··· Data to process

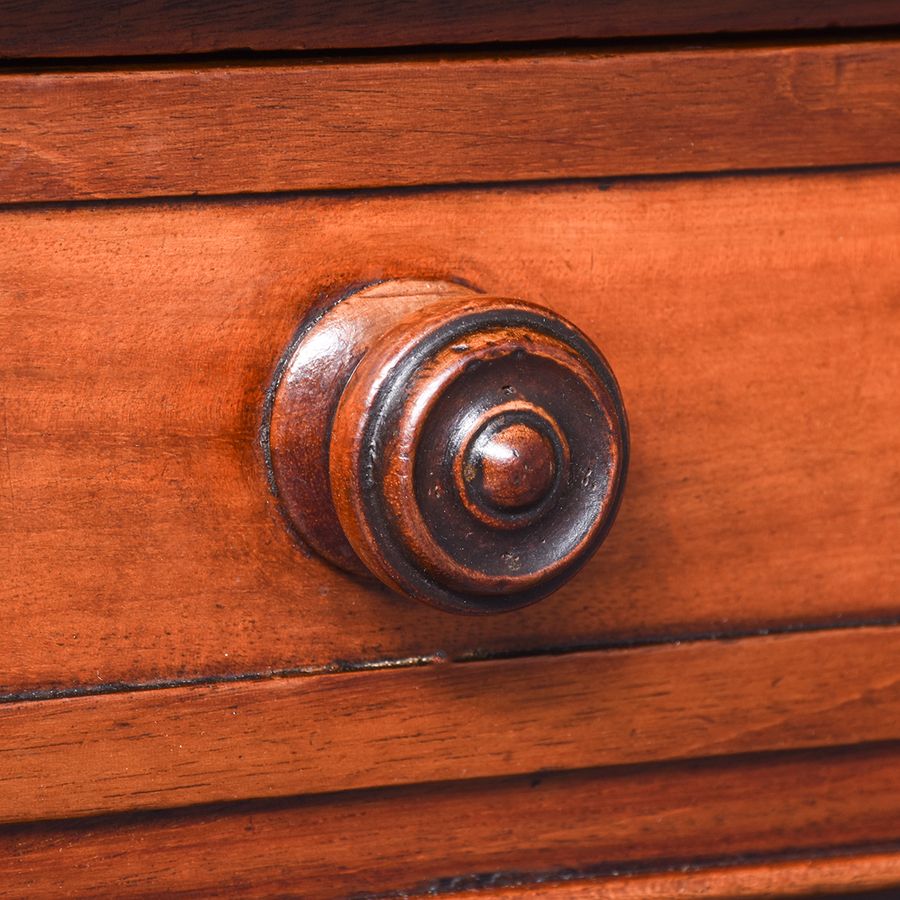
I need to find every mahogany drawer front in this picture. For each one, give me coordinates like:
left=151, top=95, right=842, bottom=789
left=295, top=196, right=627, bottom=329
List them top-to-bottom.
left=0, top=0, right=900, bottom=58
left=0, top=24, right=900, bottom=898
left=0, top=171, right=900, bottom=694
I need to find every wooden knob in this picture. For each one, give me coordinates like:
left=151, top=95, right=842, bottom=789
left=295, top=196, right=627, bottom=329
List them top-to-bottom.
left=267, top=281, right=628, bottom=613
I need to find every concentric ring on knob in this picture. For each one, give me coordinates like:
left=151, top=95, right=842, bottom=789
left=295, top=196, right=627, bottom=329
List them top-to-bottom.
left=330, top=296, right=627, bottom=612
left=453, top=400, right=569, bottom=528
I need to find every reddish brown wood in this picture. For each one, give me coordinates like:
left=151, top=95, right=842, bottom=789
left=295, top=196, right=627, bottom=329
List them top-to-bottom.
left=0, top=0, right=900, bottom=57
left=0, top=41, right=900, bottom=202
left=0, top=173, right=900, bottom=692
left=264, top=281, right=628, bottom=614
left=0, top=629, right=900, bottom=821
left=0, top=748, right=900, bottom=900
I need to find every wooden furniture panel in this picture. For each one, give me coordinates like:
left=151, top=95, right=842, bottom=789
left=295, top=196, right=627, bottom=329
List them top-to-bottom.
left=0, top=0, right=900, bottom=58
left=0, top=41, right=900, bottom=202
left=0, top=171, right=900, bottom=694
left=0, top=629, right=900, bottom=821
left=0, top=746, right=900, bottom=900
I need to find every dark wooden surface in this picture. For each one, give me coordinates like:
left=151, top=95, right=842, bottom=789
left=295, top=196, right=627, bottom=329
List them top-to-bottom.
left=0, top=0, right=900, bottom=57
left=0, top=41, right=900, bottom=202
left=0, top=172, right=900, bottom=693
left=269, top=281, right=628, bottom=615
left=0, top=628, right=900, bottom=821
left=0, top=746, right=900, bottom=900
left=480, top=856, right=900, bottom=900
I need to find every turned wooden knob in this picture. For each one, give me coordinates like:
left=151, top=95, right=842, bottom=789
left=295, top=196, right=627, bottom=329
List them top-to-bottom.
left=267, top=281, right=628, bottom=613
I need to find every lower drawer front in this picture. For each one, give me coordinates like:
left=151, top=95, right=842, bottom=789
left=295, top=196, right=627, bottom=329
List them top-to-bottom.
left=0, top=171, right=900, bottom=697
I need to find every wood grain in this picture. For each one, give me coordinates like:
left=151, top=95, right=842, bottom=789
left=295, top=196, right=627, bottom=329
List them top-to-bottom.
left=0, top=0, right=900, bottom=58
left=0, top=41, right=900, bottom=202
left=0, top=172, right=900, bottom=693
left=0, top=629, right=900, bottom=822
left=0, top=748, right=900, bottom=900
left=486, top=848, right=900, bottom=900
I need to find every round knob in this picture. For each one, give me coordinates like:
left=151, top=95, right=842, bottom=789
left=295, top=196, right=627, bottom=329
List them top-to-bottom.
left=268, top=281, right=628, bottom=613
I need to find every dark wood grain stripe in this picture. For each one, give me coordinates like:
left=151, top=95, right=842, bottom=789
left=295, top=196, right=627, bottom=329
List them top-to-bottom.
left=0, top=0, right=900, bottom=58
left=0, top=41, right=900, bottom=202
left=0, top=628, right=900, bottom=822
left=0, top=745, right=900, bottom=900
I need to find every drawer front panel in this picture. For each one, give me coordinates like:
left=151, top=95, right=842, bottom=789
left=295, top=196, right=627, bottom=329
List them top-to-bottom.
left=0, top=171, right=900, bottom=692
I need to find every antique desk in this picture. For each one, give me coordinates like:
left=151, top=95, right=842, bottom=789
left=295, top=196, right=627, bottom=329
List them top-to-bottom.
left=0, top=0, right=900, bottom=900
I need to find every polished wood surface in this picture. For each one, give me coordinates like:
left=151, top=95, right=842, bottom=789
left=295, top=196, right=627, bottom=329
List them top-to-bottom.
left=0, top=0, right=900, bottom=58
left=0, top=41, right=900, bottom=202
left=0, top=171, right=900, bottom=694
left=262, top=280, right=628, bottom=615
left=0, top=628, right=900, bottom=822
left=0, top=745, right=900, bottom=900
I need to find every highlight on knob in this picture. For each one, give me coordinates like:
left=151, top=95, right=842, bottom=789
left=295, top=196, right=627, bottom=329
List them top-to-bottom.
left=267, top=281, right=628, bottom=613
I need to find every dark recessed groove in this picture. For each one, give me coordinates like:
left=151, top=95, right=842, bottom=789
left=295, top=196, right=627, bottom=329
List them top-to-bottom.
left=0, top=24, right=900, bottom=73
left=0, top=160, right=900, bottom=214
left=0, top=617, right=900, bottom=705
left=0, top=740, right=900, bottom=836
left=380, top=841, right=900, bottom=900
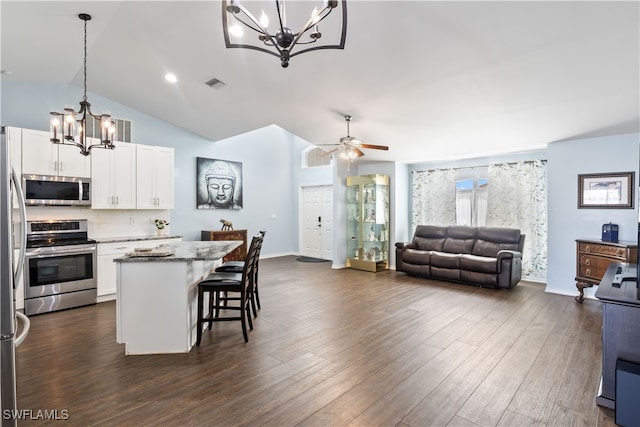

······

**Exercise aim**
Switch every "top-to-bottom" in the lines above to "left-to-right" and give all the lines again with nothing else changed. Leave the pictures out of your answer.

**Reply to the exercise**
I need to find every mahogany drawer front in this picture. For each one, give me coordinates like:
left=151, top=95, right=842, bottom=789
left=295, top=196, right=627, bottom=329
List them left-to-right.
left=0, top=0, right=900, bottom=58
left=0, top=24, right=900, bottom=898
left=0, top=171, right=900, bottom=694
I need to find every wooden knob in this picture. For each one, give me coordinates like:
left=151, top=95, right=842, bottom=789
left=295, top=196, right=627, bottom=329
List them left-to-right.
left=267, top=281, right=628, bottom=613
I need to find every concentric ring on knob in this picture. For each one, give me coordinates like:
left=151, top=95, right=842, bottom=789
left=295, top=196, right=627, bottom=329
List them left-to-right.
left=330, top=296, right=627, bottom=612
left=453, top=400, right=569, bottom=528
I need to find every reddish brown wood in this picture. For each one, give me coordinates like:
left=151, top=95, right=842, bottom=789
left=295, top=196, right=627, bottom=329
List them left-to-right.
left=0, top=0, right=900, bottom=57
left=0, top=41, right=900, bottom=202
left=0, top=173, right=900, bottom=692
left=264, top=281, right=628, bottom=614
left=0, top=629, right=900, bottom=821
left=0, top=748, right=900, bottom=900
I need to find every wooden furniture panel in this picture. For each one, give me coordinates like:
left=151, top=95, right=842, bottom=789
left=295, top=196, right=627, bottom=329
List them left-to-right.
left=0, top=0, right=900, bottom=58
left=0, top=41, right=900, bottom=202
left=0, top=171, right=900, bottom=694
left=0, top=629, right=900, bottom=821
left=0, top=746, right=900, bottom=900
I need to find every dark wooden surface in this picture. For each one, give me coordinates like:
left=151, top=95, right=842, bottom=789
left=295, top=196, right=627, bottom=329
List them left-to-right.
left=0, top=0, right=900, bottom=57
left=0, top=41, right=900, bottom=202
left=0, top=172, right=900, bottom=693
left=269, top=281, right=628, bottom=615
left=0, top=628, right=900, bottom=821
left=0, top=746, right=900, bottom=900
left=480, top=856, right=900, bottom=900
I need to find every turned wooden knob in this picture. For each one, give me coordinates like:
left=151, top=95, right=842, bottom=789
left=295, top=196, right=627, bottom=329
List them left-to-right.
left=267, top=281, right=628, bottom=613
I need to find every lower drawer front in this picture. For each one, give me coordinates like:
left=151, top=95, right=842, bottom=789
left=295, top=196, right=627, bottom=329
List them left-to-right.
left=0, top=171, right=900, bottom=697
I need to find every wood grain in this picture. For each one, give me coordinates like:
left=151, top=95, right=842, bottom=789
left=295, top=196, right=627, bottom=329
List them left-to-right.
left=0, top=0, right=900, bottom=58
left=0, top=41, right=900, bottom=202
left=0, top=172, right=900, bottom=693
left=0, top=629, right=900, bottom=822
left=0, top=748, right=900, bottom=900
left=486, top=848, right=900, bottom=900
I need to find every round knob in this picture. For each one, give me coordinates like:
left=151, top=95, right=842, bottom=789
left=295, top=196, right=627, bottom=329
List them left-to-right.
left=268, top=281, right=628, bottom=613
I need to find every dark wood grain stripe in this picture. For each one, give me coordinates like:
left=151, top=95, right=842, bottom=789
left=295, top=196, right=627, bottom=329
List them left-to-right.
left=0, top=0, right=900, bottom=58
left=0, top=41, right=900, bottom=202
left=0, top=628, right=900, bottom=822
left=0, top=745, right=900, bottom=900
I need to find every drawer front panel in this picture. For each one, give me coordinates like:
left=151, top=95, right=842, bottom=789
left=295, top=196, right=627, bottom=329
List them left-to-right.
left=0, top=171, right=900, bottom=692
I need to find every antique desk in this picture. For each one, give me coordinates like:
left=151, top=95, right=842, bottom=789
left=295, top=196, right=627, bottom=329
List them left-to-right.
left=0, top=0, right=900, bottom=900
I need to find every polished wood surface in this picture. For each one, give me coordinates like:
left=151, top=95, right=842, bottom=789
left=295, top=196, right=627, bottom=329
List them left-to-right.
left=0, top=0, right=900, bottom=58
left=0, top=41, right=900, bottom=202
left=0, top=171, right=900, bottom=694
left=262, top=280, right=628, bottom=615
left=0, top=628, right=900, bottom=822
left=0, top=745, right=900, bottom=900
I need to find every highlight on knob in this picture. For each one, give me coordinates like:
left=151, top=95, right=842, bottom=789
left=295, top=196, right=627, bottom=329
List them left-to-right.
left=267, top=281, right=628, bottom=613
I need to find every dark recessed groove in this picture. For each one, give me coordinates like:
left=151, top=95, right=842, bottom=789
left=295, top=196, right=627, bottom=329
List them left-to-right.
left=0, top=24, right=900, bottom=73
left=0, top=160, right=900, bottom=214
left=0, top=617, right=900, bottom=705
left=0, top=740, right=900, bottom=836
left=380, top=841, right=900, bottom=900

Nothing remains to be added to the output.